■ **PROVIDED INFORMATION**:
(begin)

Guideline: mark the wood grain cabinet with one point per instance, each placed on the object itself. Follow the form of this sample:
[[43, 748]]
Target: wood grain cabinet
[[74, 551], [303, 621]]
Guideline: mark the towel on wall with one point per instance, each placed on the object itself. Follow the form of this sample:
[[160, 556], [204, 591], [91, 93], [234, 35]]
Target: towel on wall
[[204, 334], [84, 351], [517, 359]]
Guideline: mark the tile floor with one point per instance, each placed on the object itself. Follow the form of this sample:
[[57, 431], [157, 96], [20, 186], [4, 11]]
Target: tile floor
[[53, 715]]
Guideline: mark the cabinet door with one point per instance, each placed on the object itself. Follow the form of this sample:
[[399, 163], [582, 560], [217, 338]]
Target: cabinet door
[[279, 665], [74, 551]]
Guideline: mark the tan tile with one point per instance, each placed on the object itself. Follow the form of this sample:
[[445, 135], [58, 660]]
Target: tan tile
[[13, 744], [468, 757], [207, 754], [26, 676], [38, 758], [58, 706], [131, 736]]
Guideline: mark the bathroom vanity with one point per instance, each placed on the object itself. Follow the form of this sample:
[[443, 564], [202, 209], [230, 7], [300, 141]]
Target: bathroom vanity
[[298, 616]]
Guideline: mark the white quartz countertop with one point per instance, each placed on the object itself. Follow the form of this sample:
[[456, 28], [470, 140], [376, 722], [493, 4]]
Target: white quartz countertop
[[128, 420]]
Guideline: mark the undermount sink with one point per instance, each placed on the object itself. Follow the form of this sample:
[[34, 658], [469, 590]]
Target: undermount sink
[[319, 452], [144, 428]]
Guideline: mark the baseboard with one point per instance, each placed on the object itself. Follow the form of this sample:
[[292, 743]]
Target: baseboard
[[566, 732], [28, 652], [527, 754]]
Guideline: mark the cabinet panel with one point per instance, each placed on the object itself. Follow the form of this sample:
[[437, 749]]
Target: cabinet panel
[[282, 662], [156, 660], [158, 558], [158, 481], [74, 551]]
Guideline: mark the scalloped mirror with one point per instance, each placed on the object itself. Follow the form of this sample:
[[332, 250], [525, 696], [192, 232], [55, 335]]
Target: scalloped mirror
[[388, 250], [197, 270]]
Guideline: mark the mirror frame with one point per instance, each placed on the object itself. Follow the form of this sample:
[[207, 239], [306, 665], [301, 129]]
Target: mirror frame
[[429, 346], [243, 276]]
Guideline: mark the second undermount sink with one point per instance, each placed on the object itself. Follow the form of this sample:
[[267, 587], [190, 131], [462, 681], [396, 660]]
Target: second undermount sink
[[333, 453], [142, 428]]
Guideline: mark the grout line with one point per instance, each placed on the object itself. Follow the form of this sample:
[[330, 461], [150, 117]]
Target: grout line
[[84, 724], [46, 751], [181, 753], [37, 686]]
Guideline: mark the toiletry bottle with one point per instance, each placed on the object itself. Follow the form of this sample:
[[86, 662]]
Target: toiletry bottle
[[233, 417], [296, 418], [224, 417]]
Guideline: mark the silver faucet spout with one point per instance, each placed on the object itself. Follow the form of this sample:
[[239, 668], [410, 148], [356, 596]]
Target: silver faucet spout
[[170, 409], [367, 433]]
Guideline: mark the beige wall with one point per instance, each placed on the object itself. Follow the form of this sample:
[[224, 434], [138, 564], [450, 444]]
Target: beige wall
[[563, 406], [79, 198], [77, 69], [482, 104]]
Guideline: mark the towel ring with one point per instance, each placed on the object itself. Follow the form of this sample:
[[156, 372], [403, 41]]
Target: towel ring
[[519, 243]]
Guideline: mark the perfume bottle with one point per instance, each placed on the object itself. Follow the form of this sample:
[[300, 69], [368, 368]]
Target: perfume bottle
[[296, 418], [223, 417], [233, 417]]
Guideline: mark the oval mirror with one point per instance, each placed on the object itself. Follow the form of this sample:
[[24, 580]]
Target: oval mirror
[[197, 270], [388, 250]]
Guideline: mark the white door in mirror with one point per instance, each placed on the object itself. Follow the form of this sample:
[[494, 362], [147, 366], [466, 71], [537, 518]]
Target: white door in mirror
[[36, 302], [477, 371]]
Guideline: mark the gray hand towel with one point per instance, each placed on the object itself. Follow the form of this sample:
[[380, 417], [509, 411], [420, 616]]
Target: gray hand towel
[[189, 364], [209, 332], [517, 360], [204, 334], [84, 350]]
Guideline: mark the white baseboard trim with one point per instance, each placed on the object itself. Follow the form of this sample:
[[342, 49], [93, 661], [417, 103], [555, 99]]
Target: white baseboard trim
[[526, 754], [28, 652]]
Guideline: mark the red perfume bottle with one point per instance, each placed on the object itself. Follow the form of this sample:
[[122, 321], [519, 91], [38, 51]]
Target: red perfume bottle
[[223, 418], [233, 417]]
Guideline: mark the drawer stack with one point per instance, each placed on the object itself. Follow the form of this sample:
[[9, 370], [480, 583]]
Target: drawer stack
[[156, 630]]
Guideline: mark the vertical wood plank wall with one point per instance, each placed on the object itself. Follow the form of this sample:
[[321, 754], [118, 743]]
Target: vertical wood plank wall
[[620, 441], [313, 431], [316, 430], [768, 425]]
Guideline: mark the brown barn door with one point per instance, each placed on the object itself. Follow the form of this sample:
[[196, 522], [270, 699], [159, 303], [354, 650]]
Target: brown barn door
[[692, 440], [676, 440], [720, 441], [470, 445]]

(end)

■ **WHAT THE EXERCISE ASKS**:
Put the rows above, from the line containing "Guideline: mark the baseboard" through the line containing "[[84, 724], [46, 751], [181, 753], [37, 686]]", into a JSON list of strings with one string per line, leaving out blank lines.

■ **TASK RESPONSE**:
[
  "Guideline: mark the baseboard with one point per instance, each placed on the object itself. Follow the form of this sample:",
  "[[292, 743]]",
  "Target: baseboard",
  "[[566, 732], [28, 652], [527, 754]]",
  "Guideline: mark the cabinet panel with one point per instance, each placed on the object itself. Follow the form of this sample:",
  "[[437, 749]]",
  "Target: cabinet panel",
  "[[282, 662], [156, 660], [158, 558], [158, 481], [74, 551]]",
  "Guideline: mark the scalloped mirror with one point per instance, each placed on the object itself. Follow the form of this sample:",
  "[[332, 250], [525, 696], [192, 232], [55, 335]]",
  "Target: scalloped mirror",
  "[[388, 250], [197, 270]]",
  "Guideline: mark the mirror frame with one point per instance, each placed on the object itself. Follow the form of this sample:",
  "[[207, 239], [306, 665], [301, 129]]",
  "Target: mirror frame",
  "[[429, 346], [243, 276]]",
  "Guideline: mark the second undermount sink with one point per instance, each placed on the object itself. Follow the form of this sample:",
  "[[267, 587], [190, 131], [462, 681], [396, 660]]",
  "Target: second undermount sink",
  "[[333, 453], [142, 428]]",
  "Guideline: mark the grout line with one point per instance, each placed on the object itself. Follow the form of this sample:",
  "[[330, 461], [150, 117]]",
  "Target: grout line",
  "[[84, 724], [46, 751], [181, 753], [37, 686]]"
]